**과제 목표:** 아래에 이어지는 기록 전체를 한 글자도 바꾸지 말고 그대로 옮겨 적으세요.

········

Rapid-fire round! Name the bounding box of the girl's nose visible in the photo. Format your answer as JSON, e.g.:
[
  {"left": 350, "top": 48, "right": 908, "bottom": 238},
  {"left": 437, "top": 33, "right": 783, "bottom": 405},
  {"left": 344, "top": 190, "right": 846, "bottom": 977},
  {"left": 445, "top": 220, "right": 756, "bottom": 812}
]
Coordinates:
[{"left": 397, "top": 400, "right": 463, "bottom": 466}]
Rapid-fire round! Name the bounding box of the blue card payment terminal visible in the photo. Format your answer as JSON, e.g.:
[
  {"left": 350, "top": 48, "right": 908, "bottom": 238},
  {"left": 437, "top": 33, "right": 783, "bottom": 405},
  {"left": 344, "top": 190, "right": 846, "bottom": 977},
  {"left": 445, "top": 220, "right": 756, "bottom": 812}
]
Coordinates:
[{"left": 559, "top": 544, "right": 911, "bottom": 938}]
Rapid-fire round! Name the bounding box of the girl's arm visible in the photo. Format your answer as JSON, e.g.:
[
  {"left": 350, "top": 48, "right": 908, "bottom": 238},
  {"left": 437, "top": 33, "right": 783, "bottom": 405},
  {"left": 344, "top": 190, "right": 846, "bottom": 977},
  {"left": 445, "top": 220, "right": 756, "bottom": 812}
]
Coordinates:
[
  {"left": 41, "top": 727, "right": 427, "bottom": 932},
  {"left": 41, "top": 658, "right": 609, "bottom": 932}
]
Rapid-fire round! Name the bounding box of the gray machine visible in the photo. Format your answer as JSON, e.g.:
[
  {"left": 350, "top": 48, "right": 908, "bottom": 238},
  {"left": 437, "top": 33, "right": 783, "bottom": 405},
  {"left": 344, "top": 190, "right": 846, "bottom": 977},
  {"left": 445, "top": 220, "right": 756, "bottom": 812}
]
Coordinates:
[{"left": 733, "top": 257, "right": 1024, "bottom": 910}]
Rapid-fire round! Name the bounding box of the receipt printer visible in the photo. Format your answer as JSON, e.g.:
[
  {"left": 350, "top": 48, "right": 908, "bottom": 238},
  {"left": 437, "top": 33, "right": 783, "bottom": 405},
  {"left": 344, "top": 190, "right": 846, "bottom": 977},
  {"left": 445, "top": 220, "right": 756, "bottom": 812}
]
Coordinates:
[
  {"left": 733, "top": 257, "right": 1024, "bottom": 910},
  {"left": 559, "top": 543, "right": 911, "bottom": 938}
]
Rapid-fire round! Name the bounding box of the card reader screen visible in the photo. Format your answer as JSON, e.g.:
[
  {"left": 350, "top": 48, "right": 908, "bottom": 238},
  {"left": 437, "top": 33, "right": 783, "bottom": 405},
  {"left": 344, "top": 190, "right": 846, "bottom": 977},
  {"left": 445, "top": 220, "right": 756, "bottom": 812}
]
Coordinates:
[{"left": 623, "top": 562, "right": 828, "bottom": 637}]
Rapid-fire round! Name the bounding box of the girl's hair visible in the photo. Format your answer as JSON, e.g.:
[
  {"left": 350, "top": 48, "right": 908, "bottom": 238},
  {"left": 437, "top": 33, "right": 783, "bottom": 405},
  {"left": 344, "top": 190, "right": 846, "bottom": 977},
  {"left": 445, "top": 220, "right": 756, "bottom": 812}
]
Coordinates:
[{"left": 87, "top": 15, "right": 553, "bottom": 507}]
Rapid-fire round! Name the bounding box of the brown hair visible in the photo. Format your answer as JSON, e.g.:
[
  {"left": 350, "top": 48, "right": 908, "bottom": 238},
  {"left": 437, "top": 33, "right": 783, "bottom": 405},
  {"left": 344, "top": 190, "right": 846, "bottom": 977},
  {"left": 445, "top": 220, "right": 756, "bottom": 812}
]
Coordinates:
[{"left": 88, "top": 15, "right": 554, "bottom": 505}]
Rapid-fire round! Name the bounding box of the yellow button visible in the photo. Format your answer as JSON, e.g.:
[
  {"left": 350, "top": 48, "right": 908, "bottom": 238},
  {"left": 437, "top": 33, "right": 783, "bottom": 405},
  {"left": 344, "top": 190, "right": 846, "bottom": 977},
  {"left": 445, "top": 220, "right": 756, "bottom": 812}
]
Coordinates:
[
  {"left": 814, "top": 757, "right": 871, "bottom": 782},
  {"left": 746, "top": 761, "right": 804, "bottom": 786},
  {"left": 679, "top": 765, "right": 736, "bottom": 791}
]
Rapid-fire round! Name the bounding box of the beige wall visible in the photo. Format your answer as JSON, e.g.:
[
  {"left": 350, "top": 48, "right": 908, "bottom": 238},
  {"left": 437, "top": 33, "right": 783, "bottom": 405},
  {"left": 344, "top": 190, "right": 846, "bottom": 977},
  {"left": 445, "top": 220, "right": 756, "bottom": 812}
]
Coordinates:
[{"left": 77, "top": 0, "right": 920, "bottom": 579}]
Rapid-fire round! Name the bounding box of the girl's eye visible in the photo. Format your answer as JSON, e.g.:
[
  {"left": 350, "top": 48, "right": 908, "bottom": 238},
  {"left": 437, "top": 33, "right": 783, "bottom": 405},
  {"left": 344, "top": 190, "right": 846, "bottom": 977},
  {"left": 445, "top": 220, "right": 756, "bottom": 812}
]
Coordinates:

········

**과제 답변:**
Rapid-fire round! Name the bounding box of the girl's nose visible in the photo. Format your answer as JSON, e.g.:
[
  {"left": 350, "top": 48, "right": 908, "bottom": 238},
  {"left": 437, "top": 33, "right": 783, "bottom": 405},
  {"left": 344, "top": 190, "right": 846, "bottom": 977},
  {"left": 445, "top": 220, "right": 756, "bottom": 812}
]
Coordinates:
[{"left": 397, "top": 400, "right": 463, "bottom": 466}]
Rapid-fire round! Name the bounding box of the blue card payment terminal visible in the photo. Format your answer as JSON, e.g.:
[
  {"left": 350, "top": 48, "right": 908, "bottom": 238},
  {"left": 437, "top": 33, "right": 783, "bottom": 405},
  {"left": 344, "top": 190, "right": 846, "bottom": 977},
  {"left": 445, "top": 220, "right": 756, "bottom": 812}
]
Coordinates:
[{"left": 559, "top": 544, "right": 911, "bottom": 938}]
Rapid-fire round! Name the bounding box of the girl's arm visible in the photo. Format your answer as JSON, e.g.:
[
  {"left": 350, "top": 48, "right": 908, "bottom": 238},
  {"left": 437, "top": 33, "right": 783, "bottom": 405},
  {"left": 344, "top": 190, "right": 846, "bottom": 977},
  {"left": 445, "top": 220, "right": 756, "bottom": 812}
]
Coordinates:
[
  {"left": 41, "top": 727, "right": 427, "bottom": 932},
  {"left": 41, "top": 658, "right": 609, "bottom": 932}
]
Rapid-fire round! Name the bounding box of the gray machine visible in the photo. Format your answer as JSON, e.g.:
[
  {"left": 350, "top": 48, "right": 908, "bottom": 238},
  {"left": 437, "top": 33, "right": 783, "bottom": 405},
  {"left": 344, "top": 190, "right": 846, "bottom": 977},
  {"left": 445, "top": 220, "right": 756, "bottom": 812}
]
Coordinates:
[{"left": 733, "top": 257, "right": 1024, "bottom": 910}]
Rapid-fire round! Name the bounding box of the receipt printer visible in the photo. Format your answer as JSON, e.g.:
[
  {"left": 350, "top": 48, "right": 908, "bottom": 238},
  {"left": 437, "top": 33, "right": 783, "bottom": 405},
  {"left": 344, "top": 190, "right": 846, "bottom": 977},
  {"left": 445, "top": 220, "right": 756, "bottom": 812}
]
Coordinates:
[
  {"left": 733, "top": 257, "right": 1024, "bottom": 910},
  {"left": 559, "top": 543, "right": 911, "bottom": 938}
]
Rapid-fire round! Name the bounding box of the card reader screen visible in the photo. Format your answer as JSON, e.g.:
[
  {"left": 350, "top": 48, "right": 908, "bottom": 238},
  {"left": 437, "top": 33, "right": 783, "bottom": 405},
  {"left": 344, "top": 190, "right": 846, "bottom": 977},
  {"left": 445, "top": 220, "right": 756, "bottom": 812}
]
Coordinates:
[{"left": 623, "top": 562, "right": 828, "bottom": 637}]
Rapid-fire round! Name the bounding box of the girl's hair visible in the photo. Format your answer as JSON, e.g.:
[
  {"left": 350, "top": 48, "right": 908, "bottom": 238},
  {"left": 437, "top": 33, "right": 783, "bottom": 405},
  {"left": 344, "top": 190, "right": 846, "bottom": 977},
  {"left": 445, "top": 220, "right": 756, "bottom": 812}
]
Coordinates:
[{"left": 87, "top": 15, "right": 553, "bottom": 507}]
Rapid-fire round! Name the bounding box of the brown hair visible in the photo. Format your answer as JSON, e.g.:
[
  {"left": 350, "top": 48, "right": 908, "bottom": 238},
  {"left": 437, "top": 33, "right": 783, "bottom": 405},
  {"left": 344, "top": 190, "right": 846, "bottom": 977},
  {"left": 445, "top": 220, "right": 756, "bottom": 812}
]
Coordinates:
[{"left": 88, "top": 15, "right": 554, "bottom": 505}]
Rapid-fire round! Name the bounding box of the yellow button visible in the photo. Format your answer as JSON, e.g.:
[
  {"left": 350, "top": 48, "right": 908, "bottom": 238},
  {"left": 437, "top": 33, "right": 783, "bottom": 405},
  {"left": 344, "top": 190, "right": 846, "bottom": 977},
  {"left": 445, "top": 220, "right": 756, "bottom": 812}
]
Coordinates:
[
  {"left": 814, "top": 757, "right": 871, "bottom": 782},
  {"left": 746, "top": 761, "right": 804, "bottom": 786},
  {"left": 679, "top": 765, "right": 736, "bottom": 791}
]
Rapid-fire round! Name the bounding box of the beige wall visible in the photo. Format your answer as JSON, e.g.:
[
  {"left": 350, "top": 48, "right": 908, "bottom": 238},
  {"left": 437, "top": 33, "right": 783, "bottom": 405},
  {"left": 344, "top": 190, "right": 846, "bottom": 977},
  {"left": 445, "top": 220, "right": 756, "bottom": 812}
]
Coordinates:
[{"left": 77, "top": 0, "right": 920, "bottom": 579}]
Rapid-fire round! Name the bounding box of the girl's eye visible in the photo. Format your answer as JSON, e.g.:
[
  {"left": 350, "top": 48, "right": 908, "bottom": 238},
  {"left": 437, "top": 33, "right": 783, "bottom": 405},
  {"left": 344, "top": 190, "right": 846, "bottom": 977},
  {"left": 445, "top": 220, "right": 756, "bottom": 812}
]
Coordinates:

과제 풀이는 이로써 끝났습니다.